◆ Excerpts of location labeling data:
/---

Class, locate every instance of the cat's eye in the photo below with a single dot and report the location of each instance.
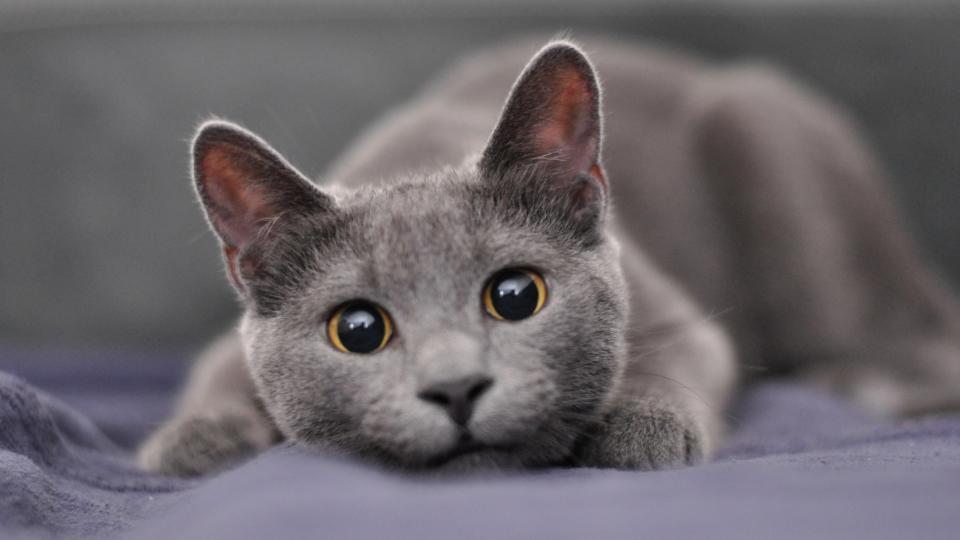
(514, 294)
(359, 327)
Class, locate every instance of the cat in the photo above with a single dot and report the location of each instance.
(480, 285)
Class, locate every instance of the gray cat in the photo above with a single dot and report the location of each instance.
(452, 299)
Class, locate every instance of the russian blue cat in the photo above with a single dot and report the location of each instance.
(570, 278)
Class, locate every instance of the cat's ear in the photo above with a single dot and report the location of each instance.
(551, 122)
(246, 187)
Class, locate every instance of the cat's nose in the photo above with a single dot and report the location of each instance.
(457, 397)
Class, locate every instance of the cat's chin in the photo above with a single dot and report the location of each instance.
(470, 455)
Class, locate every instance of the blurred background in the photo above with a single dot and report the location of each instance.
(102, 243)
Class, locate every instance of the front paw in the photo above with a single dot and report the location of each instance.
(643, 437)
(199, 445)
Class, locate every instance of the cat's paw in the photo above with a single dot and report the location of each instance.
(199, 445)
(639, 436)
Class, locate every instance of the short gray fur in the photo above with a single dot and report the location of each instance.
(743, 214)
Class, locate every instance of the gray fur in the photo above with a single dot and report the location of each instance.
(745, 216)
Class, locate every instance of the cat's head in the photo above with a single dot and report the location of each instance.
(469, 316)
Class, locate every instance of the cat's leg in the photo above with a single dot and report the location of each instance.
(219, 418)
(835, 289)
(669, 408)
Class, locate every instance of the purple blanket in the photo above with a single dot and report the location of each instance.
(800, 464)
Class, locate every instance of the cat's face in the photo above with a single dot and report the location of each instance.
(471, 316)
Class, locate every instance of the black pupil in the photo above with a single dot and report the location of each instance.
(514, 295)
(361, 328)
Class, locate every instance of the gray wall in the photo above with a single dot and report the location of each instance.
(101, 241)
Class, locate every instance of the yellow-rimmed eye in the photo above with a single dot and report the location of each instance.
(359, 327)
(514, 294)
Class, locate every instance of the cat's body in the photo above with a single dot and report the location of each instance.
(741, 207)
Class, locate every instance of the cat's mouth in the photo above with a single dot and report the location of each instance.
(467, 444)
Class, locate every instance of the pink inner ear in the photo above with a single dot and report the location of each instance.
(569, 127)
(239, 206)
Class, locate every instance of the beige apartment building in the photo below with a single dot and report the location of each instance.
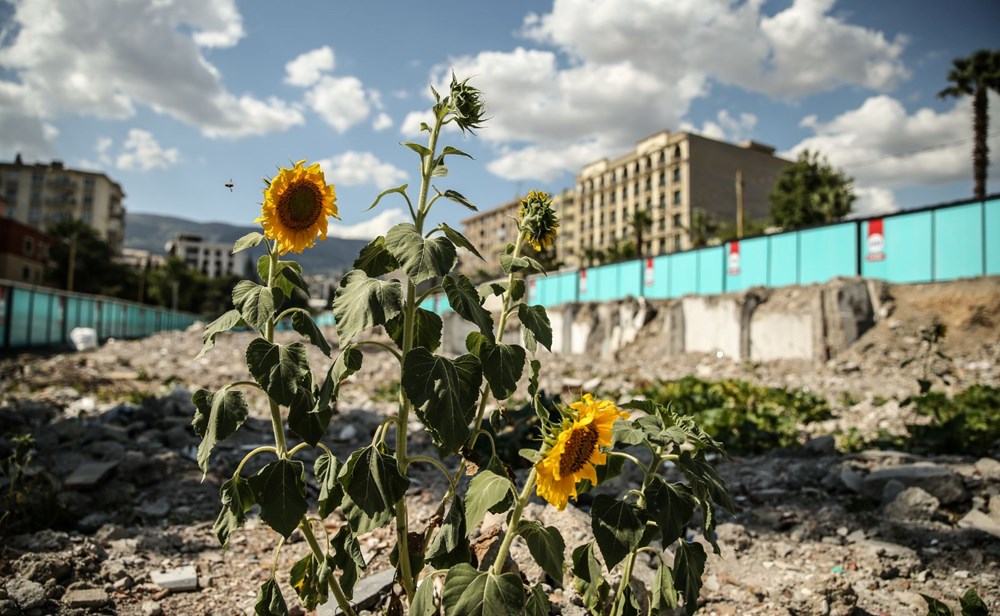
(671, 175)
(40, 195)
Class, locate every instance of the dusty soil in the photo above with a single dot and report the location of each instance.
(806, 537)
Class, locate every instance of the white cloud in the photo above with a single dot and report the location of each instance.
(382, 122)
(141, 152)
(105, 59)
(357, 168)
(372, 228)
(340, 101)
(306, 69)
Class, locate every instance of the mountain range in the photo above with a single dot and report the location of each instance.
(152, 232)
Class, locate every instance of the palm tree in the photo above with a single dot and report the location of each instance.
(641, 222)
(976, 75)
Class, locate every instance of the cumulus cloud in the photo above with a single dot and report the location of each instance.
(306, 69)
(357, 168)
(370, 228)
(150, 54)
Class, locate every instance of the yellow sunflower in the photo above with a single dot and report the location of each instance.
(577, 450)
(296, 206)
(538, 219)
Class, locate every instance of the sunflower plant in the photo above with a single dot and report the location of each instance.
(579, 446)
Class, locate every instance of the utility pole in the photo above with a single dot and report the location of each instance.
(739, 204)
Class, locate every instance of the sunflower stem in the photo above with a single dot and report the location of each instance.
(515, 518)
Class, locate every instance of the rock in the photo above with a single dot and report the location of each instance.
(86, 597)
(180, 578)
(941, 482)
(912, 504)
(27, 594)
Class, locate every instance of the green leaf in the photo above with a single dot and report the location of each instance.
(445, 393)
(362, 302)
(618, 527)
(236, 499)
(457, 197)
(331, 493)
(485, 490)
(588, 577)
(224, 323)
(460, 240)
(217, 416)
(254, 302)
(972, 604)
(449, 546)
(303, 323)
(534, 319)
(373, 481)
(464, 300)
(400, 189)
(247, 241)
(479, 593)
(664, 593)
(671, 506)
(278, 368)
(689, 564)
(270, 602)
(546, 546)
(427, 328)
(375, 260)
(347, 557)
(421, 258)
(280, 490)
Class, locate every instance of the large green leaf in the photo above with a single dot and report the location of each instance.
(427, 327)
(279, 369)
(479, 593)
(463, 299)
(618, 527)
(270, 602)
(671, 506)
(546, 546)
(217, 415)
(347, 557)
(375, 260)
(362, 302)
(302, 322)
(237, 499)
(421, 258)
(226, 322)
(254, 302)
(485, 490)
(444, 392)
(533, 319)
(689, 564)
(280, 490)
(449, 546)
(373, 481)
(331, 493)
(588, 577)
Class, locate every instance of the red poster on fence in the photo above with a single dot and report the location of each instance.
(734, 258)
(875, 241)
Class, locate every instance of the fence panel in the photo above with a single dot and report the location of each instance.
(958, 242)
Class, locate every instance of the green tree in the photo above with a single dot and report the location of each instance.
(975, 76)
(811, 192)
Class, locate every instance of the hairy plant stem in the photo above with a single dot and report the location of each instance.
(515, 518)
(338, 592)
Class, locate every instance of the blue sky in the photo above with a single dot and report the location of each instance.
(172, 98)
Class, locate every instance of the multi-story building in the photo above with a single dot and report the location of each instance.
(212, 259)
(670, 175)
(40, 195)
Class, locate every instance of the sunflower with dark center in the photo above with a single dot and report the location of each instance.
(538, 220)
(576, 450)
(296, 206)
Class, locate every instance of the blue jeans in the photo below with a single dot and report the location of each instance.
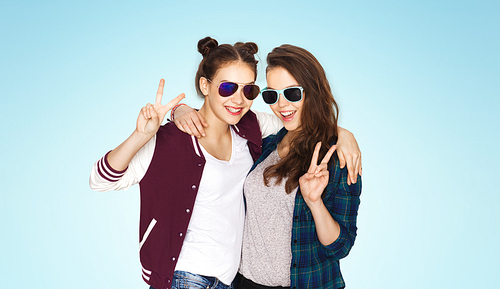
(186, 280)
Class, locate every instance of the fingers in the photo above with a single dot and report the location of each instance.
(314, 160)
(159, 93)
(146, 111)
(197, 124)
(341, 159)
(328, 155)
(163, 109)
(353, 167)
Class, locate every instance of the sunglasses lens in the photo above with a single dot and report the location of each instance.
(251, 91)
(292, 94)
(270, 96)
(227, 88)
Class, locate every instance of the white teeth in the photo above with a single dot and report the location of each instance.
(231, 109)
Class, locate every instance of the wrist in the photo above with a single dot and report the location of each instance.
(173, 110)
(316, 205)
(141, 138)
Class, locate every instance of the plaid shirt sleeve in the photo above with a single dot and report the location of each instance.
(313, 264)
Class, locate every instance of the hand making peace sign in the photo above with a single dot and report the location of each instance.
(315, 180)
(152, 115)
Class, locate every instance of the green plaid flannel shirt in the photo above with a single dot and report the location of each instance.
(313, 264)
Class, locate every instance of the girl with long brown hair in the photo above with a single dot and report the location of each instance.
(301, 214)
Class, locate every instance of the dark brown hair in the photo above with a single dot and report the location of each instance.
(318, 117)
(216, 56)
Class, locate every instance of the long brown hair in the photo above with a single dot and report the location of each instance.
(216, 56)
(318, 117)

\---

◆ Exercise aim:
Without including any pictures, output all the entries above exactly.

◆ Written solution:
Class, locate every instance of the cat's eye in the photo below with a single dot and report the location of each instance.
(514, 294)
(359, 327)
Class, locate every instance of the cat in the photo above with a single dot and report the location of each instance.
(480, 285)
Class, locate every instance of the gray cat in the photo above with a single dot and report the location of each instance.
(452, 299)
Class, locate every instance of the russian blue cat in the photo above with a single dot and report the location of each instance.
(570, 278)
Class, locate every instance of the cat's ear in the photo above with a single dot and report the location of each instance.
(551, 122)
(246, 187)
Class, locate every instance of the cat's nose in the photo above with a single dot and report the location of each instance.
(457, 397)
Class, locate every instance of the cat's chin in the photo above with a single dot and report the location of each instance.
(470, 455)
Class, locate every instance of the blurred background in the photo above with a single dot and report the location of each instance.
(102, 243)
Class, locate every instance of the front paw in the photo above with a single dot and report the location of each instance.
(643, 437)
(199, 445)
Class, locate every instance of the cat's paw in the photo above with a single dot and report the location of each instance.
(199, 445)
(639, 436)
Class, locate every instance of the short gray fur in the photo above with a single dot and report the location of each instance.
(743, 214)
Class, locate every instance of the gray fur in the photo above with a single dot and report the location of each instance.
(745, 216)
Class, locate every instance of the cat's head in the photo above with a single dot and report the location of each instance.
(469, 316)
Class, locate every instance of the cat's leg in the photo above with a single dot and report the location of each instance.
(219, 418)
(835, 289)
(669, 408)
Class, locate every instance of the purple blanket in the photo above with a single dot and report the location of each instance.
(800, 464)
Class, locate every instance of the cat's face in the photo above with a single dot and report the location of each instance.
(471, 316)
Class, locate every instance of the black pupil in the photo above with a single dot and report the location of each instance.
(514, 295)
(361, 328)
Class, locate every instance of the gray wall in the photo above with a single dot and report the location of each instance.
(101, 241)
Class, locate every instance of the yellow-rimmed eye in the photo above with a single dot and report the location of each instance.
(359, 327)
(514, 294)
Class, locate every instance of the cat's body in the photo above with a single dot and report the location of each instance.
(741, 207)
Class, locate every instance of the cat's mouth in the photo above with a single dot and report the location of each instance.
(467, 444)
Class, locate every instance of the pink inner ear in the photo above with a single dot and report the location of each instance.
(569, 127)
(239, 206)
Class, locate every instance of the beige apartment building in the photo below with a single dot and report the location of each instance.
(671, 175)
(40, 195)
Class, locate every instance of the dusty soil in the photo above with a single dot and report the location of each instance.
(806, 537)
Class, locate every instance of the white cloud in the photo above with a single dot and report the location of each instance.
(382, 122)
(141, 152)
(105, 59)
(357, 168)
(372, 228)
(340, 101)
(306, 69)
Class, locate every instance of the mountain range in the photo above with a single dot and report the location of each instance.
(152, 232)
Class, locate every instance of the palm tree in the photo above with a single dot and report the location of each instance.
(641, 222)
(976, 75)
Class, locate every instance of the cumulus cloud in the photo above with a single dot and report the location of each instance.
(306, 69)
(357, 168)
(370, 228)
(150, 54)
Class, locate every instance of the yellow sunflower in the photo above with a single dot and report the location of each instance.
(577, 450)
(296, 206)
(538, 219)
Class, locate every instance of the sunflower plant in the photo above with a single dot and report the location of each instance.
(579, 446)
Class, locate every instance of the utility pole in the photo above with a single dot and report the location of each instance.
(739, 204)
Class, locate every instance of the sunflower stem in the photo above with a single dot and report the location of each instance.
(515, 518)
Class, locate every instance of the rock in the photo above with a single dot and report the location of each instance.
(86, 597)
(180, 578)
(941, 482)
(912, 504)
(27, 594)
Class, locate every instance of the green leaf in the photo above with a single dot and report the location of each instance.
(445, 393)
(362, 302)
(618, 527)
(236, 499)
(457, 197)
(331, 493)
(485, 490)
(588, 577)
(224, 323)
(460, 240)
(217, 416)
(254, 302)
(972, 604)
(449, 546)
(303, 323)
(534, 319)
(373, 481)
(464, 300)
(400, 189)
(247, 241)
(479, 593)
(664, 593)
(671, 506)
(278, 368)
(689, 564)
(270, 602)
(546, 546)
(427, 328)
(375, 260)
(347, 557)
(421, 258)
(280, 490)
Class, locate every instance of the large green leaf in the photo above with a single dot and report the location of each instance.
(427, 327)
(279, 369)
(479, 593)
(463, 299)
(618, 527)
(270, 602)
(671, 506)
(546, 546)
(217, 415)
(347, 557)
(375, 260)
(362, 302)
(302, 322)
(237, 499)
(421, 258)
(226, 322)
(254, 302)
(485, 490)
(444, 392)
(533, 319)
(689, 564)
(280, 490)
(449, 546)
(373, 481)
(331, 493)
(588, 577)
Class, locate every instance of the red poster on fence in the photo above with a single dot and report the location of each instance.
(734, 258)
(875, 241)
Class, locate every instance of the fence panel in the photo above with a single dot and report the location of each instance.
(958, 242)
Class, locate every instance of the green tree in the photo above with a single dot and report the location of each instance.
(975, 76)
(811, 192)
Class, locate every instance of the hairy plant stem in the photo above with a single dot and report the location of each instance.
(515, 518)
(338, 592)
Class, locate every instance of the blue sky in the photo above with a single dot and report the location of each instance.
(172, 98)
Class, locate every instance of the multi-story building in the photo above with a single dot and report the location of each instance.
(212, 259)
(670, 175)
(40, 195)
Class, locate every instance of the sunflower with dark center in the photo above with a single dot and report the location of each instance.
(538, 220)
(576, 450)
(296, 206)
Class, locate every instance of the blue jeans in the photo below with a single dot and report the location of each instance.
(186, 280)
Class, locate every instance of the fingers in the photo above with a single dot and report the location of each instance.
(314, 160)
(159, 93)
(146, 111)
(197, 124)
(341, 159)
(328, 155)
(163, 109)
(353, 167)
Class, locate every instance of the sunglasses lens in the photo above with a single dot and report the location of each instance.
(251, 91)
(292, 94)
(270, 96)
(227, 88)
Class, locate every instance of the white teeth in the photo above with a single dot and report the location of each instance.
(231, 109)
Class, locate every instance of the wrist in the photo above with a single dot and report the location of each instance.
(173, 110)
(316, 205)
(141, 138)
Class, locate every instance of the plaid shirt sleeve in the photo above with a single dot and report the location of each instance.
(313, 264)
Class, locate every instance of the hand making peace sign in the photo above with a single dot and report the location of each instance.
(315, 180)
(152, 115)
Class, locate every instance of the green plaid flannel shirt in the photo above with a single dot and report the location of each instance.
(313, 264)
Class, locate every instance of the girl with long brown hair in the photo above with a single dot and report the location of each instance.
(301, 214)
Class, locate every instance of the dark brown hair in the photo above with a single dot and report the location of each instance.
(318, 117)
(216, 56)
Class, locate every instance of the long brown hair in the photo above with a single dot and report the location of each instance.
(216, 56)
(318, 117)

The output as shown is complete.